| Travail demandé |
• a. Traduisez en anglais la phrase suivante de l’extrait sur l’impérialisme juridique : « C’était le plus grand défaut sur la dette souveraine dans l’Histoire. »
• b. Recopiez, dans l’extrait sur l’impérialisme juridique, le passage qui s’ouvre sur les mots contenant « Le terme d’impérialisme » et se clôt sur « l’égide d’une Themis américaine. ».

| Extrait |
○ ○ ○ ○ ○

Un jeu sans règles:
l’impérialisme juridique contre la Russie (I)

Valentin Katasonov

Valentin Katasonov

Par Valentin Katasonov – Le 17 février 2015 – Source strategic-culture

Le terme d’impérialisme juridique a été inventé en rapport à la dette publique de l’Argentine. La Cour d’un tribunal de New York a admis un certain nombre de plaintes privées pour rendre un verdict en leur faveur contre l’Argentine. Par un tour de passe-passe le juge a augmenté la dette du pays de 120 milliards de dollars, selon les estimations des experts. L’essence de l’impérialisme juridique est le soutien apporté par le système juridique anglo-saxon aux vautours de la finance.

Les fonds financiers vautours contre l’Argentine sous l’égide d’une Themis américaine.

Tout a commencé en 2001. L’Argentine a dû déclarer un défaut souverain sur environ 130 milliards de dollars. C’était le plus grand défaut sur la dette souveraine dans l’Histoire. Les négociations sur la restructuration ont commencé. En conséquence, les prêteurs ont accepté de radier la majeure partie de celle-ci (75%) et de modifier les conditions pour rembourser le reste. Certains créanciers obligataires en possession d’environ 4 milliards de dollars d’obligations argentines ont refusé de se conformer aux termes des accords. Cela comprenait un petit groupe de fonds spéculatifs détenant plus de $ 1,3 milliards d’obligations dirigé par Elliott Management Corp du milliardaire Paul Singer. Les hedge funds ont déjà gagné la réputation de vautours financiers. Ils ont acquis les obligations des États qui étaient sur le point de faire faillite sur leur dette ou celles déjà en défaut, puis ont exigé 100% du paiement en refusant d’accepter les compromis. L’audace est justifiée par le fait qu’ils gagnent normalement les procès dans lesquels ils exigent l’intégralité du paiement sur les obligations.

○ ○ ○ ○ ○

| Données enregistrées |
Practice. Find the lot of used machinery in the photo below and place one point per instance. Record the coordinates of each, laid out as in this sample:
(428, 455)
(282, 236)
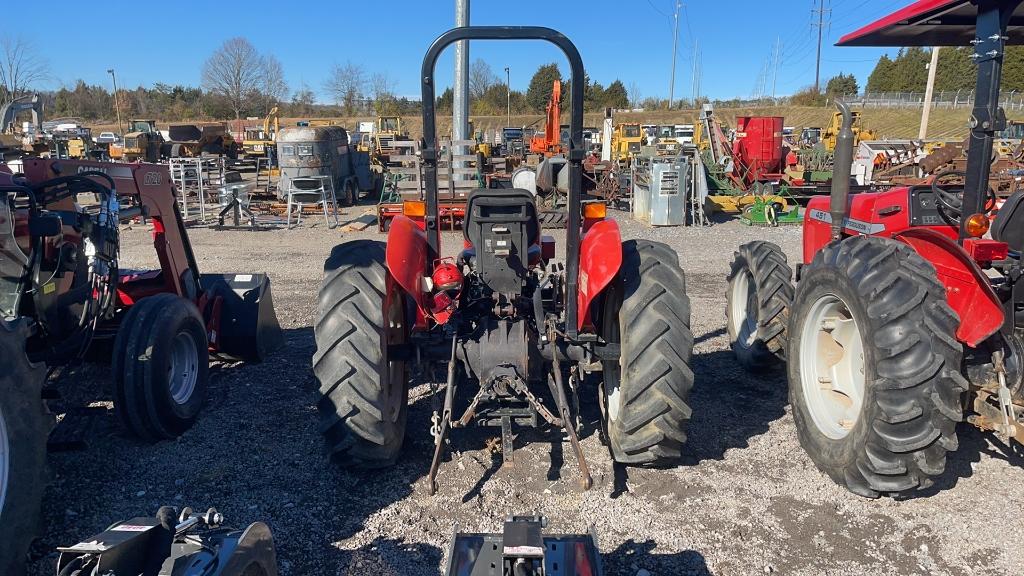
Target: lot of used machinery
(904, 317)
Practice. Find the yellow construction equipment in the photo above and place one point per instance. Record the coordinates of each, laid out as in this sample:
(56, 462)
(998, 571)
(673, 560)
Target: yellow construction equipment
(829, 133)
(626, 141)
(257, 140)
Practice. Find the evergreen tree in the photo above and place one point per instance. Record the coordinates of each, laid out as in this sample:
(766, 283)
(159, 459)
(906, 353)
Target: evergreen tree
(615, 95)
(881, 78)
(842, 84)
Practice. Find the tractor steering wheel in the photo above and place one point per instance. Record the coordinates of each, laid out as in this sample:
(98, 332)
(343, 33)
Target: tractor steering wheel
(951, 204)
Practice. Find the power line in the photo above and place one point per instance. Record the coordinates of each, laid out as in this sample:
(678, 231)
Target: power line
(817, 66)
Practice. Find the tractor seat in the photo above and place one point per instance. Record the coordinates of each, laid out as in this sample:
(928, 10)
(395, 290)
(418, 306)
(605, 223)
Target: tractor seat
(501, 205)
(502, 229)
(1008, 225)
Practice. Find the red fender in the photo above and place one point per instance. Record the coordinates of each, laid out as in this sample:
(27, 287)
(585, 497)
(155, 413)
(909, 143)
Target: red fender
(968, 289)
(407, 258)
(600, 258)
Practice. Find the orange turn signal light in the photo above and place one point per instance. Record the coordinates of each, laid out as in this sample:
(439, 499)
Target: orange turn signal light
(414, 208)
(977, 224)
(594, 210)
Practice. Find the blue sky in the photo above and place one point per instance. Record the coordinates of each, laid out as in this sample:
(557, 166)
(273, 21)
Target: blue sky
(626, 39)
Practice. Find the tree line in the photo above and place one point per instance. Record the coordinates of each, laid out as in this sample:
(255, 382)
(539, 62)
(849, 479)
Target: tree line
(956, 71)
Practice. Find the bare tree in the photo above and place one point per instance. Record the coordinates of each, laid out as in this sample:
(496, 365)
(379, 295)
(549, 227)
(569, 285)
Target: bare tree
(274, 87)
(236, 72)
(20, 68)
(480, 78)
(346, 84)
(634, 94)
(382, 87)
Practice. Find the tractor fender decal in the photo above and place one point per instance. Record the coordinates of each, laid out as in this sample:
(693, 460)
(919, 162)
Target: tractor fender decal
(968, 289)
(407, 256)
(600, 258)
(859, 227)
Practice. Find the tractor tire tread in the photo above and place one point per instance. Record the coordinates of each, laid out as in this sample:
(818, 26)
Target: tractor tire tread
(773, 286)
(915, 404)
(348, 363)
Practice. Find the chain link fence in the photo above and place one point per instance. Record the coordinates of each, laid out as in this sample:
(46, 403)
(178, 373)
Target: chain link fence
(950, 99)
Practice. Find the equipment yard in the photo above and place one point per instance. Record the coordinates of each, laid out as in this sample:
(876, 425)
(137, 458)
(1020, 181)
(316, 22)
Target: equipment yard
(745, 500)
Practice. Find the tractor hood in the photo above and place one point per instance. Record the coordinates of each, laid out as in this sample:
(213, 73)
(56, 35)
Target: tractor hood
(931, 23)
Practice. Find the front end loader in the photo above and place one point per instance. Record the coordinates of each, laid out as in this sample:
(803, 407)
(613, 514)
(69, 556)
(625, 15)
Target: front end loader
(515, 330)
(907, 316)
(62, 294)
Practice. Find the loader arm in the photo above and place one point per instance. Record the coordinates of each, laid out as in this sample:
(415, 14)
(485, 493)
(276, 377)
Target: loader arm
(152, 184)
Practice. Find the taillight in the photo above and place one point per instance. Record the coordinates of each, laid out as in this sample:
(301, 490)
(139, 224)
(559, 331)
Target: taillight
(976, 225)
(446, 277)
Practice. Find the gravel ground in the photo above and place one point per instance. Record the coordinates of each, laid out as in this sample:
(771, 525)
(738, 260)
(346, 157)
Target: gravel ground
(745, 500)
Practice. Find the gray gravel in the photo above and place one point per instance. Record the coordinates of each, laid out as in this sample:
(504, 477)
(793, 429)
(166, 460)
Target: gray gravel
(745, 500)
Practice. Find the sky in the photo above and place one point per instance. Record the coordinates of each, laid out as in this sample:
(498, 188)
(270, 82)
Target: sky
(630, 40)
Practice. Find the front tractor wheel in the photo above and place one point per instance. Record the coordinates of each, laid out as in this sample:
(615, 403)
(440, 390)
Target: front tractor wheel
(758, 304)
(873, 367)
(364, 394)
(161, 366)
(647, 314)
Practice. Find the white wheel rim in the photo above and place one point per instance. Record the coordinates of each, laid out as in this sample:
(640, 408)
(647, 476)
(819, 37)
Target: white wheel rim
(4, 459)
(183, 368)
(832, 366)
(744, 309)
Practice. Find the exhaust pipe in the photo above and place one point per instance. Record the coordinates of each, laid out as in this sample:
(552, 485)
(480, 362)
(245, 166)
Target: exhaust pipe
(842, 163)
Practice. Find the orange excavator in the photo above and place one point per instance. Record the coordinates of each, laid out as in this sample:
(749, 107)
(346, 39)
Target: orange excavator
(550, 144)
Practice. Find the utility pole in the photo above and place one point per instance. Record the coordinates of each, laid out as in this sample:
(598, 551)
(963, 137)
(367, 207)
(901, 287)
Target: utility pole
(695, 78)
(460, 110)
(774, 75)
(817, 64)
(508, 97)
(117, 107)
(675, 48)
(926, 111)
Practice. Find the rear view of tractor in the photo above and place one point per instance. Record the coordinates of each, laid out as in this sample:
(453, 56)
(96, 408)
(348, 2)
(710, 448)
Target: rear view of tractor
(62, 292)
(515, 330)
(907, 316)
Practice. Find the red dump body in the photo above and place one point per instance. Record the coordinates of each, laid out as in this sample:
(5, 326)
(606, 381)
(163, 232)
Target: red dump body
(758, 148)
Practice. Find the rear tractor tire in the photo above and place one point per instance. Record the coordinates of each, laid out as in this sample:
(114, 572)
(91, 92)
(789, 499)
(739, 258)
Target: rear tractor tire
(759, 300)
(647, 314)
(161, 367)
(364, 395)
(25, 425)
(873, 367)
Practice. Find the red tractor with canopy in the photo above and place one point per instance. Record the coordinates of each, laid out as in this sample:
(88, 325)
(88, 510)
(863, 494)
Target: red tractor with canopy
(907, 315)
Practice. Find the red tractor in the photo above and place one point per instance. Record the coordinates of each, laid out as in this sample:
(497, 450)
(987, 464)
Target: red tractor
(907, 315)
(62, 293)
(517, 329)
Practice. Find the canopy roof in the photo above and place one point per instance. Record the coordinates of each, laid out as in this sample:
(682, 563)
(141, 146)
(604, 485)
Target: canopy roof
(931, 23)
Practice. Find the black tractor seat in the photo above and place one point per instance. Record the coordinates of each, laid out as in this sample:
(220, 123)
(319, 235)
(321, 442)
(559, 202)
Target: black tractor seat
(504, 233)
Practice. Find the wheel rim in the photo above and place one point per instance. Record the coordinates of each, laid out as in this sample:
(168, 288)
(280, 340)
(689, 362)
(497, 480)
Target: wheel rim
(395, 370)
(183, 368)
(744, 310)
(832, 366)
(4, 458)
(612, 372)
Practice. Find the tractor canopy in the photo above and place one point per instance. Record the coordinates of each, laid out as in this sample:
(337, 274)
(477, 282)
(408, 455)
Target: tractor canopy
(934, 23)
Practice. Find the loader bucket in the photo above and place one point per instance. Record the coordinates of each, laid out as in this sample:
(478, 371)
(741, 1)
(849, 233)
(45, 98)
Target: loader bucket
(249, 328)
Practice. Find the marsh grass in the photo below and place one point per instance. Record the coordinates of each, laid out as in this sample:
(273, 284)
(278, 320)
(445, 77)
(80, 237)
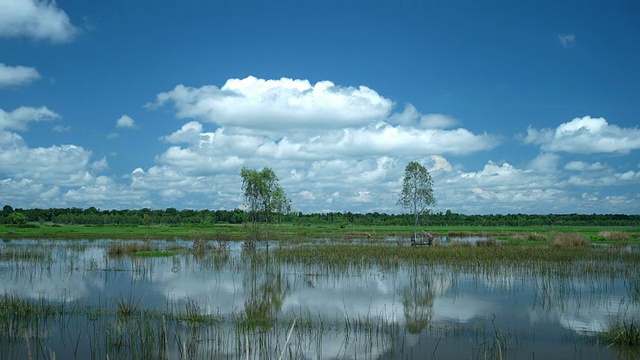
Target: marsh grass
(156, 253)
(488, 243)
(617, 236)
(624, 333)
(531, 237)
(570, 239)
(24, 254)
(121, 248)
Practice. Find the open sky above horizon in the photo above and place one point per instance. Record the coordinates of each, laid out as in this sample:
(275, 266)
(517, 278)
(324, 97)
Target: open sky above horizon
(513, 107)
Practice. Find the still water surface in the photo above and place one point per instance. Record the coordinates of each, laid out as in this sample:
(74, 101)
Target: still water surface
(355, 311)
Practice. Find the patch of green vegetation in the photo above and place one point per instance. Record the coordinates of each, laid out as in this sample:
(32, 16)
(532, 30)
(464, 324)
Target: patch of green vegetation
(156, 253)
(625, 333)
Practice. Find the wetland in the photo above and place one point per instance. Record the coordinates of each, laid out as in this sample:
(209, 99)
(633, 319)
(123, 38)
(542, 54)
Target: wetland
(351, 296)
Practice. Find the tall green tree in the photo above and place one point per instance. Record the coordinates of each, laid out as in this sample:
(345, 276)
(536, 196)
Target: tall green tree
(263, 195)
(417, 192)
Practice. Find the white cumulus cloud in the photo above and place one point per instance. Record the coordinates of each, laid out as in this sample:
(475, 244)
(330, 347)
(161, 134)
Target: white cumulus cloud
(567, 39)
(125, 121)
(39, 20)
(586, 135)
(20, 117)
(17, 75)
(268, 104)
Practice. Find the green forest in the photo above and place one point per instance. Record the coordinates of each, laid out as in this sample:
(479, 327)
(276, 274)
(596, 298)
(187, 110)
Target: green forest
(172, 216)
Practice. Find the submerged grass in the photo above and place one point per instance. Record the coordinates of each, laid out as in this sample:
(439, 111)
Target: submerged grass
(570, 239)
(624, 333)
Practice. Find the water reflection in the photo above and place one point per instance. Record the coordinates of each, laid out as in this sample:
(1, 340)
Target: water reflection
(414, 305)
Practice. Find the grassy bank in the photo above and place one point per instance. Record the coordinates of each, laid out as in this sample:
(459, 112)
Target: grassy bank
(518, 235)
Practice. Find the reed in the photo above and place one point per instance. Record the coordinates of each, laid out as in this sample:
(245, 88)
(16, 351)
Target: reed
(121, 248)
(624, 333)
(615, 236)
(570, 239)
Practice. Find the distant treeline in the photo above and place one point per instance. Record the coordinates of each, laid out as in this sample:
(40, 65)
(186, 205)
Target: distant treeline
(172, 216)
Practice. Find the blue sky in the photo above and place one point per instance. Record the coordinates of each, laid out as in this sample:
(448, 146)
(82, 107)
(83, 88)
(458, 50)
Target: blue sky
(514, 108)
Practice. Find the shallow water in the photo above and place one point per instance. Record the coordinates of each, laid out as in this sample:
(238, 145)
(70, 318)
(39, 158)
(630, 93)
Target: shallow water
(355, 311)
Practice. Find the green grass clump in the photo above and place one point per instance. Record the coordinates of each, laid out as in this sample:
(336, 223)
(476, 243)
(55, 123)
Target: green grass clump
(615, 235)
(488, 243)
(23, 255)
(624, 334)
(122, 248)
(155, 253)
(570, 239)
(531, 237)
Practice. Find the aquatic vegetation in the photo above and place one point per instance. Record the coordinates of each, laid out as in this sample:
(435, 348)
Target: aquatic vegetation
(570, 239)
(615, 235)
(488, 243)
(365, 299)
(531, 237)
(121, 248)
(624, 333)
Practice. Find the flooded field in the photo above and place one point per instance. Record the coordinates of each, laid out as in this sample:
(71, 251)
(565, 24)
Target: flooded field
(86, 300)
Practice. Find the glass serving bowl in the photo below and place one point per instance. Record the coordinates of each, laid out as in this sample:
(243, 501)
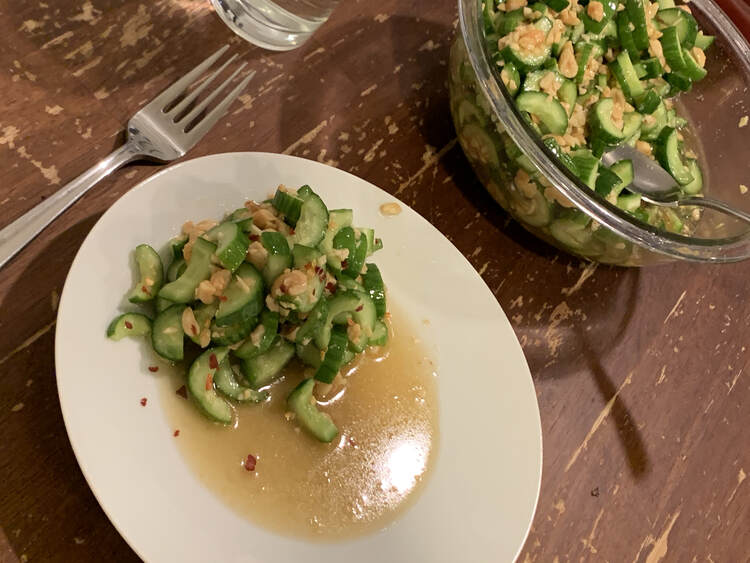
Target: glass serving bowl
(495, 138)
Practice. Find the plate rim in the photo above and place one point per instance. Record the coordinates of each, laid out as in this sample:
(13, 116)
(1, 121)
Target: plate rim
(169, 169)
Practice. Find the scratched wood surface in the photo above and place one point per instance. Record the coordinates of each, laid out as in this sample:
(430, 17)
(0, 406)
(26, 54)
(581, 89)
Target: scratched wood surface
(640, 374)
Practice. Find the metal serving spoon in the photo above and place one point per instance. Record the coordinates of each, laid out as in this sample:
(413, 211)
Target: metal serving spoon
(655, 185)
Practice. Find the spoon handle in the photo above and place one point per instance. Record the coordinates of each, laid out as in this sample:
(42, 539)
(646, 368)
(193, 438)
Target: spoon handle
(715, 204)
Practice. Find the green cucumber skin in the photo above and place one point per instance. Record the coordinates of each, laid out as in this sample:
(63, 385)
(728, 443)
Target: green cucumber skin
(317, 423)
(150, 275)
(201, 387)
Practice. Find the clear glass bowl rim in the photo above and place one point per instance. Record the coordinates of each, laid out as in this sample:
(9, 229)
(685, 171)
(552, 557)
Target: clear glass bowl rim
(695, 249)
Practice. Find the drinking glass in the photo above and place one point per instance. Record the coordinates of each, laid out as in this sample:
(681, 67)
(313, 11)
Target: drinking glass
(279, 25)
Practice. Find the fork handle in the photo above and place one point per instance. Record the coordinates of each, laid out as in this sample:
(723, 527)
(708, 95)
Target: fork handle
(21, 232)
(716, 205)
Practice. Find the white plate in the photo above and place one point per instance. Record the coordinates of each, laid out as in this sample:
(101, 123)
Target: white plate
(478, 502)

○ ○ ○ ○ ○

| En réponse |
• a. It was the largest sovereign debt default in history.

• b.
Le terme d’impérialisme juridique a été inventé en rapport à la dette publique de l’Argentine. La Cour d’un tribunal de New York a admis un certain nombre de plaintes privées pour rendre un verdict en leur faveur contre l’Argentine. Par un tour de passe-passe le juge a augmenté la dette du pays de 120 milliards de dollars, selon les estimations des experts. L’essence de l’impérialisme juridique est le soutien apporté par le système juridique anglo-saxon aux vautours de la finance.

Les fonds financiers vautours contre l’Argentine sous l’égide d’une Themis américaine.